> **Given information**:
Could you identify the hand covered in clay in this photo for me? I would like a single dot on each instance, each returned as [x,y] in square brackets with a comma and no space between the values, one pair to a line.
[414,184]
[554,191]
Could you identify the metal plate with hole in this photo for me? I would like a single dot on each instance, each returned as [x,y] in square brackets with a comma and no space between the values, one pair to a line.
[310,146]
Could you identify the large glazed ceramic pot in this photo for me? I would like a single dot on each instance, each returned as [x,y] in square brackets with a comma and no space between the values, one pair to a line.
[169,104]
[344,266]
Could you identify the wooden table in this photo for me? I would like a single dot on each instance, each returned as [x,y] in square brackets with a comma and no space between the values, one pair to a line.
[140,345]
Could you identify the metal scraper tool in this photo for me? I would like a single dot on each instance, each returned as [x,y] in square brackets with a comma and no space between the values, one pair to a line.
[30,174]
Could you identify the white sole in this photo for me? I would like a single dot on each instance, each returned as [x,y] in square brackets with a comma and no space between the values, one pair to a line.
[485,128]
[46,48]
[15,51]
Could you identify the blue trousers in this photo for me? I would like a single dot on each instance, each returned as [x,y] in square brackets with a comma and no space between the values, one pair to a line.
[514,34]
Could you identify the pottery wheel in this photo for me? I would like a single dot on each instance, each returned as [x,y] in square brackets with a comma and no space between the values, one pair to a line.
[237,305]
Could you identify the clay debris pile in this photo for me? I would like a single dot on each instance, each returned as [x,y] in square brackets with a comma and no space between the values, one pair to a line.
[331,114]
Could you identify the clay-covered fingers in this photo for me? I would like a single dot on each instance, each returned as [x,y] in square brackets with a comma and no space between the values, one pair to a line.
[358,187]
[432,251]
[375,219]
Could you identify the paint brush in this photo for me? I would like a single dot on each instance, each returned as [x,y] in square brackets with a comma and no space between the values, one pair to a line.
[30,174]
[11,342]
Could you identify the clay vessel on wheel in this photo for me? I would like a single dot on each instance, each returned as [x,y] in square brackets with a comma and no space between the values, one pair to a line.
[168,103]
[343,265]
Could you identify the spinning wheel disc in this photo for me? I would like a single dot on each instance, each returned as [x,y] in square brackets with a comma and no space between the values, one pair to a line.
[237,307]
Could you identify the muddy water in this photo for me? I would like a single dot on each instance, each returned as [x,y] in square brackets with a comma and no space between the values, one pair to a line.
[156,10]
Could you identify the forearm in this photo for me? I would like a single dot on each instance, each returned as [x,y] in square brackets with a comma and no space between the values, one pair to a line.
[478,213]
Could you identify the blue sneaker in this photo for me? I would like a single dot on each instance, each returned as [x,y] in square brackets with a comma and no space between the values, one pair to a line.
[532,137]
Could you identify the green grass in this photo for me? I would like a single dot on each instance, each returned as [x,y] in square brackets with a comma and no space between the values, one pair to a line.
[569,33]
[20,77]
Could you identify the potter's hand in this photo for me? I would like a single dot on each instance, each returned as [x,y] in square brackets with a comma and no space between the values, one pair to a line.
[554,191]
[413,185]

> **Directions**:
All of the data above should be reproduced exactly, with nothing left out.

> **Response**:
Could you identify the hand covered in clay in this photo for me? I would like a single dot on each instance, each returned as [x,y] in square brackets with a comma and no space between the values, one pair to a line.
[414,184]
[554,191]
Could you identify the metal plate with hole in this photo for me? I would like a single dot on each instance, each returned as [x,y] in square brackets with a comma and no space between the values, one pair to a line.
[310,146]
Could you identify the large glazed ceramic pot in this photo for me? I would like a single dot on each instance, each returned as [x,y] in square brackets with a comma and no space between the values, one pair to a line.
[169,104]
[344,266]
Could you identify the wooden table in this photo for me? I would like a single dot on each instance, each returned as [x,y] in square brackets with a comma and no space between the values, one pair to a line.
[140,345]
Could you identify the metal scraper tool in this photo for me? I would like a single dot on each instance, each returned as [x,y] in square brackets with a comma and no space between the values, one pair to a line.
[30,174]
Could you identify the white sole in this photo for me? I would like a single dot on each instance, each returned as [x,y] in square brackets with a comma and no space between the values, one pair to a line.
[485,128]
[46,48]
[15,51]
Could you identify the blue trousers in this photo for me? I would like a single dot on each instance, each returned as [x,y] in square brackets with a comma and no space between the values, one pair to a line.
[514,34]
Could you identify the pottery wheel in this photo for me? I would like a single dot on each instance, each returned as [x,y] in square brackets with a comma and no space between the values, one pair to a line.
[237,305]
Could you identify the clay debris pile in this photo for me? I would like a single dot on each instance, each returned as [x,y] in square brackets with a comma and no space between the values, one pair to a line.
[331,114]
Could you identify the clay-covered fingers in this photo for me? I would like a single dot on each instance, each returned as [x,y] in square brackets with a comma and no space between the values, one pair to a line.
[358,187]
[432,251]
[375,219]
Could you identify the paint brush in this photo for me? I would like a single dot on each instance, each returned as [x,y] in square brackets with a comma and no space between the values, one pair to a line.
[30,174]
[11,342]
Could you identify the clay vessel on wheel in this photo for me? I would like a single dot on each instance, each returned as [x,y] in square brackets with a comma and no space between the values, one pair to a line.
[168,103]
[343,265]
Could you identify the spinning wheel disc in this photo for me? I would like a single dot on each instance, each returned as [x,y] in square brackets with a comma and no space between the values, one pair to a line.
[237,307]
Could you identify the muddy water in this photo for me? I would like a single dot on each instance, each returned as [x,y] in square brackets with a comma and no space between the values, one pair to a line.
[156,10]
Could you identify the forearm in this photo for me? I would like a single dot on each instance, each returned as [x,y] in square brackets with a comma and no space between the values, one pair to a line.
[478,213]
Could you identify the blue sneaker in this photo for me? I would like a single dot on each instance, each returned as [x,y] in square brackets with a comma and no space between the values, one pair to a line.
[532,137]
Could you identify the green grass in this photo for me? I would like a single dot on each instance, each returned as [x,y] in square brackets with a comma and no space between the values, one pair to a line.
[569,33]
[20,77]
Could you identify the potter's hand in this photo for me? I would like a single dot on each instance, each returned as [x,y] in square brackets with a comma and no space between the values, one pair to a line.
[554,191]
[413,185]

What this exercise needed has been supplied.